→ INPUT:

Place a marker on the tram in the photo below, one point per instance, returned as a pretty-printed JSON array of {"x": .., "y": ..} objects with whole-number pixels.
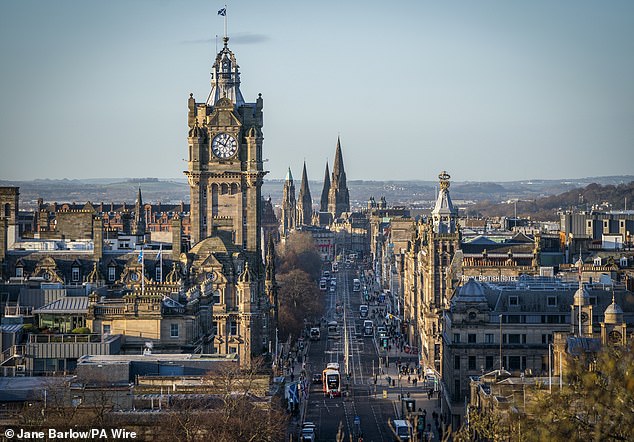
[{"x": 332, "y": 380}]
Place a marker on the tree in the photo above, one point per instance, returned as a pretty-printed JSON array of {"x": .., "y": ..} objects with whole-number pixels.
[
  {"x": 299, "y": 299},
  {"x": 300, "y": 252},
  {"x": 596, "y": 403}
]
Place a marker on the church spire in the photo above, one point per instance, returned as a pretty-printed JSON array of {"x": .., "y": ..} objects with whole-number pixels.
[
  {"x": 304, "y": 201},
  {"x": 338, "y": 196},
  {"x": 289, "y": 207},
  {"x": 323, "y": 207},
  {"x": 139, "y": 215}
]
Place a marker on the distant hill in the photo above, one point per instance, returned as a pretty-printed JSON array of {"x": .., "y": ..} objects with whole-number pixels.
[{"x": 607, "y": 197}]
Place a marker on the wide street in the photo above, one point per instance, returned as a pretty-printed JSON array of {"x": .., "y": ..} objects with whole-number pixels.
[{"x": 365, "y": 408}]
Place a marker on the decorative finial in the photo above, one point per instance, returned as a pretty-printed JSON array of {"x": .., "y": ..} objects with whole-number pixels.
[{"x": 444, "y": 180}]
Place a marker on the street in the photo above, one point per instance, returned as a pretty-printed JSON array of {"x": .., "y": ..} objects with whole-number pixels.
[{"x": 365, "y": 408}]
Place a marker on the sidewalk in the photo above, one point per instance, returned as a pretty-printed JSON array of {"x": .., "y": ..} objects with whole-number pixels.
[{"x": 404, "y": 389}]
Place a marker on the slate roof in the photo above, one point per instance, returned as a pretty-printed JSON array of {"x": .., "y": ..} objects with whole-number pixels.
[{"x": 67, "y": 304}]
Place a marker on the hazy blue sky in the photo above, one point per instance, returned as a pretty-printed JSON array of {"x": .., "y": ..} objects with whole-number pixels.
[{"x": 488, "y": 90}]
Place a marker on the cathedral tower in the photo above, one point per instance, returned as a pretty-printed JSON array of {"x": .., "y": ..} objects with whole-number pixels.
[
  {"x": 304, "y": 202},
  {"x": 338, "y": 196},
  {"x": 225, "y": 169},
  {"x": 323, "y": 207},
  {"x": 289, "y": 206}
]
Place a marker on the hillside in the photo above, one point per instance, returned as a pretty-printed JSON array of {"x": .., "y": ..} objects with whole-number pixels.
[{"x": 608, "y": 197}]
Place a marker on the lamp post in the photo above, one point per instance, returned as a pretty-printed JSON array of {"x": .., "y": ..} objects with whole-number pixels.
[{"x": 500, "y": 316}]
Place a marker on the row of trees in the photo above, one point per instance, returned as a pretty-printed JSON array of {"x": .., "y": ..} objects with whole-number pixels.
[
  {"x": 299, "y": 269},
  {"x": 596, "y": 403},
  {"x": 228, "y": 405}
]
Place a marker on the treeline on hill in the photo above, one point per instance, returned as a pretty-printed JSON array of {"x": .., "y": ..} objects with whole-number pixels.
[
  {"x": 298, "y": 273},
  {"x": 592, "y": 404},
  {"x": 545, "y": 209}
]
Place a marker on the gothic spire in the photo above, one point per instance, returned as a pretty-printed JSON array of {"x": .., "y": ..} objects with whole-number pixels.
[
  {"x": 305, "y": 201},
  {"x": 225, "y": 78},
  {"x": 338, "y": 196},
  {"x": 324, "y": 193}
]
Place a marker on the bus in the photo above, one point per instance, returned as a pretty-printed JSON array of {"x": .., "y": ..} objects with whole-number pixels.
[
  {"x": 332, "y": 380},
  {"x": 333, "y": 330},
  {"x": 368, "y": 328}
]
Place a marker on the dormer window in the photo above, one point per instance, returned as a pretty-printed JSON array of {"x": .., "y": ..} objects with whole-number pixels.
[{"x": 75, "y": 274}]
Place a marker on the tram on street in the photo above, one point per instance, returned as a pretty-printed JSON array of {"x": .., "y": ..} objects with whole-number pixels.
[{"x": 332, "y": 380}]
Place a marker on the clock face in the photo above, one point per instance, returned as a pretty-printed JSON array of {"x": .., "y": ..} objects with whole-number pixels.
[{"x": 224, "y": 146}]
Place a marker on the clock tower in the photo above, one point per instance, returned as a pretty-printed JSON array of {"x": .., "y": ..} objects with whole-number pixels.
[{"x": 225, "y": 159}]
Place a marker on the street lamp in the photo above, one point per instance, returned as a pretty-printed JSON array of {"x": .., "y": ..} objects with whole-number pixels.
[{"x": 500, "y": 316}]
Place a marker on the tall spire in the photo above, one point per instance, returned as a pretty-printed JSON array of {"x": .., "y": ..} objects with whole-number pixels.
[
  {"x": 289, "y": 207},
  {"x": 338, "y": 197},
  {"x": 139, "y": 215},
  {"x": 304, "y": 201},
  {"x": 323, "y": 207},
  {"x": 225, "y": 78}
]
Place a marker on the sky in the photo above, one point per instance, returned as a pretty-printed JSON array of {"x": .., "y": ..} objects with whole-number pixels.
[{"x": 489, "y": 90}]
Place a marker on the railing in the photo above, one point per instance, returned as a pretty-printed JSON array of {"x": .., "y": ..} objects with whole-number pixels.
[{"x": 63, "y": 338}]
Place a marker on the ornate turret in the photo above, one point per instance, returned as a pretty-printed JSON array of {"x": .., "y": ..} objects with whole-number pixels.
[
  {"x": 225, "y": 78},
  {"x": 613, "y": 327},
  {"x": 304, "y": 201},
  {"x": 444, "y": 214}
]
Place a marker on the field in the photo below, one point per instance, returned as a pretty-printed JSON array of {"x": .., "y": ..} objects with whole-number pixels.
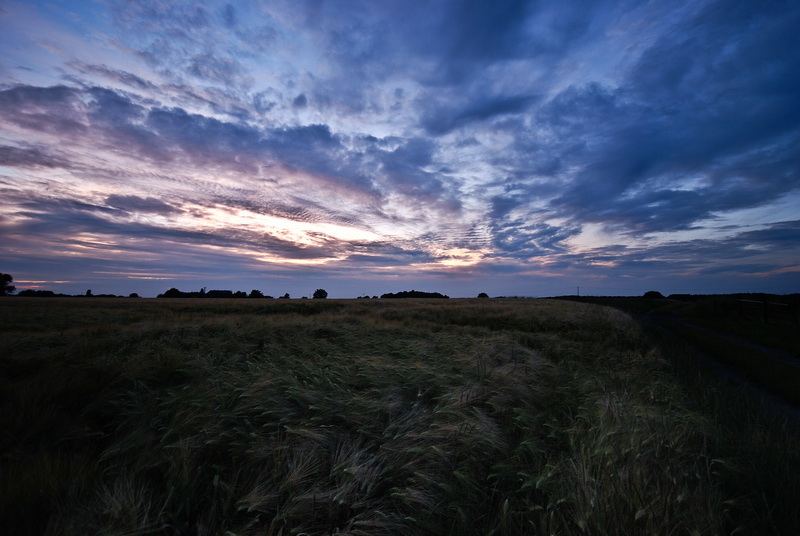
[{"x": 492, "y": 416}]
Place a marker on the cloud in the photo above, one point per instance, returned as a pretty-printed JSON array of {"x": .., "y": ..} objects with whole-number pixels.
[
  {"x": 136, "y": 204},
  {"x": 443, "y": 119},
  {"x": 30, "y": 156},
  {"x": 56, "y": 110},
  {"x": 116, "y": 75}
]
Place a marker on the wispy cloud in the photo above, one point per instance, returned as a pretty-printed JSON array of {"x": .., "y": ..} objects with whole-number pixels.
[{"x": 509, "y": 140}]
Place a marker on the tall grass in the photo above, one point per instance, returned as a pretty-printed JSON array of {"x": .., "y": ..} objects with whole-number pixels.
[{"x": 360, "y": 417}]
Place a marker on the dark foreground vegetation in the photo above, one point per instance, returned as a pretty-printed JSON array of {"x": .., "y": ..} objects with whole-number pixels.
[{"x": 376, "y": 417}]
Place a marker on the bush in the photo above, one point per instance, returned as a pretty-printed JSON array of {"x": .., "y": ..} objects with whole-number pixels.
[{"x": 320, "y": 294}]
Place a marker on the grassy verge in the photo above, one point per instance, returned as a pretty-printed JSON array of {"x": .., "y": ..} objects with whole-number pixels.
[{"x": 364, "y": 417}]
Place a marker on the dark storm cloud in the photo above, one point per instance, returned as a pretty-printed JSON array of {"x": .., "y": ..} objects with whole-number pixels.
[{"x": 712, "y": 103}]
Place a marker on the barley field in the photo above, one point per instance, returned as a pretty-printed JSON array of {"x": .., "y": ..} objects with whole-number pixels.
[{"x": 374, "y": 417}]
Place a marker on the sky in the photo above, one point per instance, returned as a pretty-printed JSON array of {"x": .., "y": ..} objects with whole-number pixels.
[{"x": 517, "y": 148}]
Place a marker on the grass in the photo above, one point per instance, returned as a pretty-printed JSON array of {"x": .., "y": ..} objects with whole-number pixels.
[{"x": 373, "y": 417}]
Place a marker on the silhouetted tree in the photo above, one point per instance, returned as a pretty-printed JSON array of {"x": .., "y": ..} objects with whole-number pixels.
[
  {"x": 6, "y": 288},
  {"x": 172, "y": 293},
  {"x": 320, "y": 294},
  {"x": 413, "y": 294}
]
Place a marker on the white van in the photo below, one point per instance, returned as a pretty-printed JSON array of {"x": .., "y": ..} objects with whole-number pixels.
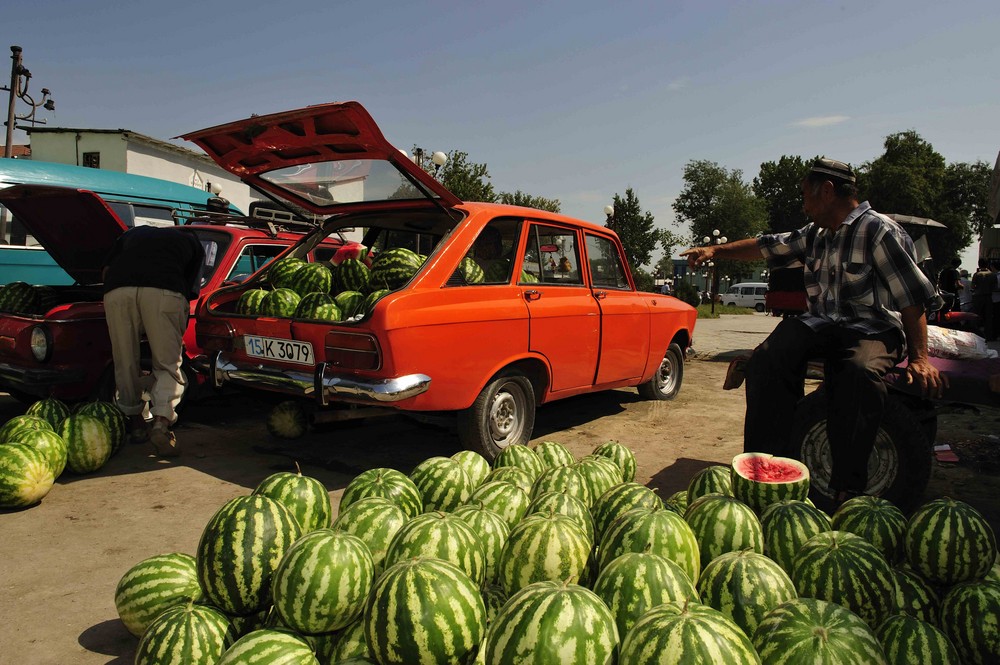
[{"x": 746, "y": 294}]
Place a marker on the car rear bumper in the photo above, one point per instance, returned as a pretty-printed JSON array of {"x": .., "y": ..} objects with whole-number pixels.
[{"x": 320, "y": 384}]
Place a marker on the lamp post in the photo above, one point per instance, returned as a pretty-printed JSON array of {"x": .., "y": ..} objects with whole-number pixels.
[{"x": 716, "y": 239}]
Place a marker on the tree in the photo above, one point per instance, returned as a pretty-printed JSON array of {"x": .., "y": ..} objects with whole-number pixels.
[
  {"x": 529, "y": 201},
  {"x": 635, "y": 228},
  {"x": 778, "y": 185},
  {"x": 717, "y": 198},
  {"x": 911, "y": 178}
]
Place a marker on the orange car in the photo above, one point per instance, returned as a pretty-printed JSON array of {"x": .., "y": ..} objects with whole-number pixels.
[{"x": 481, "y": 310}]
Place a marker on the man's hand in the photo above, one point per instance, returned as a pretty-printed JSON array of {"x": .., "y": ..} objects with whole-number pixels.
[
  {"x": 925, "y": 375},
  {"x": 698, "y": 255}
]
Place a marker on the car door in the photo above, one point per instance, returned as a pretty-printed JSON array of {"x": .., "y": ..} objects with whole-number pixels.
[
  {"x": 624, "y": 314},
  {"x": 564, "y": 319}
]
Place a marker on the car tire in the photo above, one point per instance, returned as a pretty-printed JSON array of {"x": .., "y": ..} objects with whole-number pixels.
[
  {"x": 898, "y": 469},
  {"x": 667, "y": 380},
  {"x": 503, "y": 415}
]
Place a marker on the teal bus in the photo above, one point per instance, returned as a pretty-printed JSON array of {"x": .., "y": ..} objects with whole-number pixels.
[{"x": 135, "y": 199}]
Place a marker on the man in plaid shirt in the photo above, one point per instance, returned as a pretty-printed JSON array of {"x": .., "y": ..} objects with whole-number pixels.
[{"x": 867, "y": 303}]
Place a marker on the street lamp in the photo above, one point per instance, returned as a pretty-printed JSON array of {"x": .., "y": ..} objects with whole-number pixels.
[
  {"x": 19, "y": 79},
  {"x": 716, "y": 239}
]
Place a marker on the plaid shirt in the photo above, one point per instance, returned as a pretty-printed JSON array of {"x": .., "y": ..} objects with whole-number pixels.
[{"x": 859, "y": 276}]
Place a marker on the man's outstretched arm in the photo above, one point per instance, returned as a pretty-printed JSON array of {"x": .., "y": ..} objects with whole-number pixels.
[{"x": 740, "y": 250}]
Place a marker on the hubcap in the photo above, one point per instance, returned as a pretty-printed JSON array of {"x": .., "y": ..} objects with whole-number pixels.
[
  {"x": 883, "y": 463},
  {"x": 506, "y": 414}
]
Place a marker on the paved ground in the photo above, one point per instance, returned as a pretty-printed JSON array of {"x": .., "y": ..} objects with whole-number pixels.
[{"x": 60, "y": 560}]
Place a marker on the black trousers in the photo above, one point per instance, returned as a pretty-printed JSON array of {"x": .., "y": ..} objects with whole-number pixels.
[{"x": 854, "y": 364}]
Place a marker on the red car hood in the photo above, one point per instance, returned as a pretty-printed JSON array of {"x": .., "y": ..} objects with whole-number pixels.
[
  {"x": 341, "y": 135},
  {"x": 75, "y": 226}
]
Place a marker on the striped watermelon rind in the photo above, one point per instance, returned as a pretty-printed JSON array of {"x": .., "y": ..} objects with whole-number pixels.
[
  {"x": 153, "y": 585},
  {"x": 744, "y": 586},
  {"x": 387, "y": 483},
  {"x": 816, "y": 631},
  {"x": 185, "y": 633},
  {"x": 635, "y": 582},
  {"x": 906, "y": 639},
  {"x": 281, "y": 303},
  {"x": 322, "y": 582},
  {"x": 88, "y": 442},
  {"x": 686, "y": 633},
  {"x": 443, "y": 483},
  {"x": 50, "y": 409},
  {"x": 25, "y": 475},
  {"x": 948, "y": 542},
  {"x": 554, "y": 622},
  {"x": 445, "y": 536},
  {"x": 656, "y": 530},
  {"x": 305, "y": 497},
  {"x": 424, "y": 610},
  {"x": 311, "y": 278},
  {"x": 723, "y": 524},
  {"x": 876, "y": 520},
  {"x": 968, "y": 617},
  {"x": 250, "y": 301},
  {"x": 239, "y": 550},
  {"x": 842, "y": 568},
  {"x": 270, "y": 646},
  {"x": 375, "y": 520}
]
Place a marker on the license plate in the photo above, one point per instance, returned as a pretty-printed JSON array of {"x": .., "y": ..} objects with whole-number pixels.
[{"x": 273, "y": 348}]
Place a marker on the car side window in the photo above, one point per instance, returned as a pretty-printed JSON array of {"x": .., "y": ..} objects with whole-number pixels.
[
  {"x": 490, "y": 259},
  {"x": 551, "y": 256},
  {"x": 252, "y": 259},
  {"x": 606, "y": 267}
]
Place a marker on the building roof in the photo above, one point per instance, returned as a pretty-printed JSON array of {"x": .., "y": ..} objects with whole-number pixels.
[
  {"x": 127, "y": 134},
  {"x": 17, "y": 150}
]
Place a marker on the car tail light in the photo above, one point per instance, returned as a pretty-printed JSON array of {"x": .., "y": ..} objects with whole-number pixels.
[
  {"x": 353, "y": 351},
  {"x": 41, "y": 343},
  {"x": 215, "y": 336}
]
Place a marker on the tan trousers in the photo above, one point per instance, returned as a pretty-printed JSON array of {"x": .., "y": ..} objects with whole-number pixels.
[{"x": 163, "y": 316}]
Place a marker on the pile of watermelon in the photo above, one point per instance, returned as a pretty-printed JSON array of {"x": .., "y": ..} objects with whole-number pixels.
[
  {"x": 28, "y": 299},
  {"x": 543, "y": 558},
  {"x": 35, "y": 448},
  {"x": 346, "y": 289}
]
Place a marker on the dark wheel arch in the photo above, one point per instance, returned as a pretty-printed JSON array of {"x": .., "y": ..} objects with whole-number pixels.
[{"x": 900, "y": 464}]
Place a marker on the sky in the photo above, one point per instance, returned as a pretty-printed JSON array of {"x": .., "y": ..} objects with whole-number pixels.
[{"x": 575, "y": 101}]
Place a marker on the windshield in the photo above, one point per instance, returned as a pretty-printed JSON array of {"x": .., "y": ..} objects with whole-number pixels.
[{"x": 351, "y": 181}]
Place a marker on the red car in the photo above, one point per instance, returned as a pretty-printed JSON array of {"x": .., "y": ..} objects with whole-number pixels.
[
  {"x": 480, "y": 310},
  {"x": 65, "y": 352}
]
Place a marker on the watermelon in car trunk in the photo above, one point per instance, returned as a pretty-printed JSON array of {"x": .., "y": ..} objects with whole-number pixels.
[{"x": 759, "y": 479}]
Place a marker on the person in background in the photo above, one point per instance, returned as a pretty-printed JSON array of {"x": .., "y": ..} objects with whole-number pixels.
[
  {"x": 867, "y": 303},
  {"x": 983, "y": 281},
  {"x": 965, "y": 295},
  {"x": 150, "y": 276},
  {"x": 950, "y": 285}
]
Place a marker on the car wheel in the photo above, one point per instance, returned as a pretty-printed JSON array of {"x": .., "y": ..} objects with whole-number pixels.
[
  {"x": 900, "y": 464},
  {"x": 502, "y": 415},
  {"x": 666, "y": 382}
]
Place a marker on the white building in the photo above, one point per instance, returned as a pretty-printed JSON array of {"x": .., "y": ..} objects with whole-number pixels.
[{"x": 129, "y": 152}]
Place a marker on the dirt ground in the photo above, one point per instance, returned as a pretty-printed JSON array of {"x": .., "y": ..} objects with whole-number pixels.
[{"x": 61, "y": 560}]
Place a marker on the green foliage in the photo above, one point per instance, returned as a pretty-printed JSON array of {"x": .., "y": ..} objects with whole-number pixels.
[
  {"x": 686, "y": 291},
  {"x": 717, "y": 198},
  {"x": 635, "y": 228},
  {"x": 529, "y": 201},
  {"x": 911, "y": 178},
  {"x": 778, "y": 185}
]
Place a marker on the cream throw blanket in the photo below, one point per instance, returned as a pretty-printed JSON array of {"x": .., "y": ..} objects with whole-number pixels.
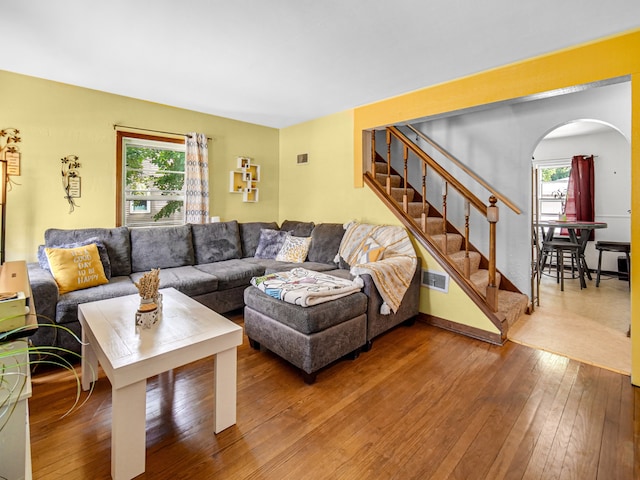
[{"x": 392, "y": 273}]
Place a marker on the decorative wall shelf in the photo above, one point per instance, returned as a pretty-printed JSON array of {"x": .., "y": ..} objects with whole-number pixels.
[{"x": 245, "y": 179}]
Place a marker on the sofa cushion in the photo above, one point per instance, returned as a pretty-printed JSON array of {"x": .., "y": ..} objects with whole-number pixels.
[
  {"x": 371, "y": 251},
  {"x": 270, "y": 243},
  {"x": 43, "y": 261},
  {"x": 215, "y": 242},
  {"x": 161, "y": 247},
  {"x": 271, "y": 265},
  {"x": 296, "y": 228},
  {"x": 187, "y": 280},
  {"x": 76, "y": 268},
  {"x": 325, "y": 242},
  {"x": 116, "y": 240},
  {"x": 232, "y": 273},
  {"x": 250, "y": 235},
  {"x": 67, "y": 307},
  {"x": 294, "y": 249}
]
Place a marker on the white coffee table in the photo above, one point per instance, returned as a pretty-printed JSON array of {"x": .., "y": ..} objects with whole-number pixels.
[{"x": 187, "y": 332}]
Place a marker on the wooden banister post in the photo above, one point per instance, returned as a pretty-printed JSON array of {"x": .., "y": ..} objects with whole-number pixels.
[
  {"x": 467, "y": 260},
  {"x": 445, "y": 247},
  {"x": 493, "y": 215},
  {"x": 388, "y": 162},
  {"x": 405, "y": 197},
  {"x": 423, "y": 216},
  {"x": 373, "y": 153}
]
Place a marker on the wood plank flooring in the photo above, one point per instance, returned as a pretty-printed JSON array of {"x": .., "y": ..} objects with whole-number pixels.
[{"x": 424, "y": 403}]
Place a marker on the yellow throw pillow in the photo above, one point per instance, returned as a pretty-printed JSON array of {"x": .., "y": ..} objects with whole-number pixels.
[
  {"x": 76, "y": 268},
  {"x": 370, "y": 252}
]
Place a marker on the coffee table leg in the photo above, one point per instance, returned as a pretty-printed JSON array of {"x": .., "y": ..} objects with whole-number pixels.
[
  {"x": 225, "y": 389},
  {"x": 128, "y": 430},
  {"x": 88, "y": 362}
]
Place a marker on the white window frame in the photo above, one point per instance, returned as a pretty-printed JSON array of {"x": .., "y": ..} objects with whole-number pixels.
[{"x": 127, "y": 195}]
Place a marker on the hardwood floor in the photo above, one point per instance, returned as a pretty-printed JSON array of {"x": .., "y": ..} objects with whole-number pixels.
[
  {"x": 588, "y": 325},
  {"x": 424, "y": 403}
]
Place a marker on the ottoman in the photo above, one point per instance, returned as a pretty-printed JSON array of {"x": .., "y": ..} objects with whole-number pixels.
[{"x": 308, "y": 337}]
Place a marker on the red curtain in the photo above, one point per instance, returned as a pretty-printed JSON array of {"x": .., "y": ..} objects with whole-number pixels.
[{"x": 580, "y": 204}]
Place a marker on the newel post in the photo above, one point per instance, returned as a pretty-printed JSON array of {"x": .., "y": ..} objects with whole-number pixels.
[{"x": 493, "y": 215}]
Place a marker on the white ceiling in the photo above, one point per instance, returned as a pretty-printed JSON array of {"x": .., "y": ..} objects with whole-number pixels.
[{"x": 281, "y": 62}]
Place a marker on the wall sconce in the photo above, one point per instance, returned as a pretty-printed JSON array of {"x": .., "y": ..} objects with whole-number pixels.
[
  {"x": 70, "y": 180},
  {"x": 10, "y": 152},
  {"x": 9, "y": 165}
]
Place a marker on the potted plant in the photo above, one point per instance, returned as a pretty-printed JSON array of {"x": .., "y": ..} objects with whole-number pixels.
[
  {"x": 17, "y": 359},
  {"x": 17, "y": 356}
]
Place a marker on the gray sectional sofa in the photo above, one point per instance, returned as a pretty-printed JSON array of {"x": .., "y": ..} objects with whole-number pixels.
[{"x": 212, "y": 263}]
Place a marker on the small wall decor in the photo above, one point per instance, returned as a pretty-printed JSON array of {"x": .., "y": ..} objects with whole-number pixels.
[
  {"x": 9, "y": 150},
  {"x": 71, "y": 180},
  {"x": 244, "y": 179}
]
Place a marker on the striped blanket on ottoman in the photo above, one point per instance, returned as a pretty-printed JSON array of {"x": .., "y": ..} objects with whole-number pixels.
[{"x": 304, "y": 287}]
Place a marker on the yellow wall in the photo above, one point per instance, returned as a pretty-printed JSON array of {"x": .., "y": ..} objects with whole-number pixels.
[
  {"x": 323, "y": 191},
  {"x": 57, "y": 120},
  {"x": 613, "y": 57}
]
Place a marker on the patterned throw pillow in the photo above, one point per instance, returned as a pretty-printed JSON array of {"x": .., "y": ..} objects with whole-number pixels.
[
  {"x": 371, "y": 251},
  {"x": 270, "y": 243},
  {"x": 294, "y": 250},
  {"x": 76, "y": 268}
]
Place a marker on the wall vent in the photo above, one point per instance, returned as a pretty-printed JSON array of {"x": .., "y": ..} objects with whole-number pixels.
[{"x": 435, "y": 280}]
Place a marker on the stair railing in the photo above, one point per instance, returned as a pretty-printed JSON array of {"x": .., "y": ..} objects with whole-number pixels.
[{"x": 490, "y": 212}]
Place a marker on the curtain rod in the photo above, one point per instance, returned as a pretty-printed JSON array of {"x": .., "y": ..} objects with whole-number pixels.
[
  {"x": 560, "y": 158},
  {"x": 115, "y": 126}
]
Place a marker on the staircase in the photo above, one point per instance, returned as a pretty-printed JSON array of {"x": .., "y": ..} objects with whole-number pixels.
[{"x": 466, "y": 265}]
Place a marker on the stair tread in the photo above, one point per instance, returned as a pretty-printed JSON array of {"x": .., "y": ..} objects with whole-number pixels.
[{"x": 510, "y": 304}]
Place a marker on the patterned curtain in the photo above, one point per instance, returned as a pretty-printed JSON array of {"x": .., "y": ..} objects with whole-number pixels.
[{"x": 197, "y": 178}]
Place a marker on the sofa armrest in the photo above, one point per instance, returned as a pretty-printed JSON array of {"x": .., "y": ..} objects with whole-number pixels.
[
  {"x": 44, "y": 292},
  {"x": 378, "y": 323}
]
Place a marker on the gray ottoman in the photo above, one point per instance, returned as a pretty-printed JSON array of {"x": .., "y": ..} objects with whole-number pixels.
[{"x": 308, "y": 337}]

→ WRITTEN REQUEST: Transcribe the records above exactly, but only from the line that contains "Place a marker on the stair tread" through their final line, inclusive.

→ PROBLEM SOLUTION:
Place a marker on the stair tread in the photo above, one point per instance, returned as a pretty-printed JSON array of {"x": .., "y": ..} objects with whole-number pixels.
[{"x": 510, "y": 304}]
Place a marker on the patterned curtain in the photo above, one point per instance, returned as a pretty-printed JSON array of {"x": .., "y": ..} objects with whole-number pixels.
[{"x": 197, "y": 178}]
Place a marker on the sofa armrest in the photo above, one point per instance, returned as a pretty-printed JSON array of {"x": .., "y": ..} objects with whole-number pixels.
[
  {"x": 44, "y": 292},
  {"x": 378, "y": 323}
]
Place a marker on the gray ottoman in the photo above, one point per instance, returned as a pretty-printed JSON array of {"x": .., "y": ..} objects with whole-number pixels.
[{"x": 308, "y": 337}]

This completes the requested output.